- **What needs to be done**
Below is a block of records; repeat each one exactly.

[begin Entries supplied]

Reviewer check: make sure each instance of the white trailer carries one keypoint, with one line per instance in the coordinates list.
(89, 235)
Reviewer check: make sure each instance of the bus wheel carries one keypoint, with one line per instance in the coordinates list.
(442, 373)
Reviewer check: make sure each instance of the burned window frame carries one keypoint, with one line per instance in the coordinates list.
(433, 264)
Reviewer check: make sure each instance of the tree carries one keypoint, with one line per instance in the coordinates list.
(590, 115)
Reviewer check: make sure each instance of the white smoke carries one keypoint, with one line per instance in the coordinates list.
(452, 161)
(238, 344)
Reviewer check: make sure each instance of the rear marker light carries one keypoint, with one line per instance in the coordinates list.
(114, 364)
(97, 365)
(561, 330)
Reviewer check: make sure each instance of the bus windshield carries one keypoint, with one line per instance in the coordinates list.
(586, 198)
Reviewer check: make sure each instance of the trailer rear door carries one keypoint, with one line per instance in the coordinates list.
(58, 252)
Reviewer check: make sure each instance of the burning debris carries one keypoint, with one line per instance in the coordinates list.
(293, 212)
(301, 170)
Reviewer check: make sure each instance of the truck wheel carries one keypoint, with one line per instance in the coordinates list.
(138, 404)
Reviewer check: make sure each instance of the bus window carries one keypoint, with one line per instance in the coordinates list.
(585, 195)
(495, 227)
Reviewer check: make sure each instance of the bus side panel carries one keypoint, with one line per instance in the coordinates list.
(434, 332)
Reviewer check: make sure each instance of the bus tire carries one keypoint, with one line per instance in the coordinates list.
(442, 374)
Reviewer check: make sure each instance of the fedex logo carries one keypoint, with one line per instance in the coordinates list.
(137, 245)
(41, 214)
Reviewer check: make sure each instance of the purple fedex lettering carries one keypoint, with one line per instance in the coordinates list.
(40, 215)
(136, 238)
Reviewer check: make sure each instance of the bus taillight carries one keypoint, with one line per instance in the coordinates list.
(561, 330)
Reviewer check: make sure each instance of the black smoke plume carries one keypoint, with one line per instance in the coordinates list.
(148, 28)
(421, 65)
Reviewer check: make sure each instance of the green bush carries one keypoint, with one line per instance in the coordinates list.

[end Entries supplied]

- **Task answer**
Reviewer check: make sure each instance of the white trailer carries one keypoint, with one line per instance in the coordinates list.
(89, 235)
Reviewer check: make sure each instance of the bus wheel carries one keypoint, with one line per instance in the coordinates list.
(442, 373)
Reviewer check: make sure each instance of the burned window frame carries one keypoint, with one line per instance in the coordinates list.
(433, 264)
Reviewer check: make sure each instance of the tree carries one keypoint, with one line per instance in the coordinates list.
(590, 115)
Reviewer check: make sure each instance of the white smoke carries one keypoint, with one line per instance in the coordinates list.
(452, 161)
(238, 344)
Reviewer check: make sure each instance of the rear marker light carries one keypoint, with one line per instance in the coordinates list.
(114, 364)
(97, 365)
(561, 330)
Reviewer check: make sure each instance of the bus windshield carries one keypoint, with one line per instance in the coordinates list.
(586, 198)
Reviewer check: make sure each instance of the trailer rear door carries one keypoint, with one line per instance in the coordinates list.
(58, 252)
Reviewer check: make sure each instance of the burning debris carries one keypoint, with one line per instance in the coordinates list.
(293, 212)
(301, 170)
Reviewer check: make sure each instance of the truck wheel carries one keypoint, with one line per instance in the coordinates list.
(138, 404)
Reviewer check: make sure each instance of the bus window carries one keypoint, with one line per instance in the coordinates list.
(585, 195)
(495, 227)
Reviewer check: make sure each instance of the bus side panel carries one keypoint, with one line per instance in the coordinates list.
(434, 332)
Reviewer check: make sure each instance of the bus tire carries one keypoint, with one line per instance in the coordinates list.
(442, 374)
Reviewer check: make sure each instance of the fedex logo carries one keypoint, with one line per instance in the coordinates list.
(137, 245)
(41, 214)
Reviewer check: make sure each instance of the purple fedex lettering carries one keypoint, with one line per instance in the coordinates list.
(40, 215)
(136, 238)
Reviewer check: make sure each instance of the bus taillight carries one keypoint, with one line per instance in the coordinates list.
(561, 330)
Reviewer check: make sure each instance of the black smoke plume carries one keypoint, with one line per instance in the coordinates list.
(148, 28)
(421, 65)
Reviewer check: make sure each instance of the green bush carries one keypoint, with one line per instance in the coordinates list.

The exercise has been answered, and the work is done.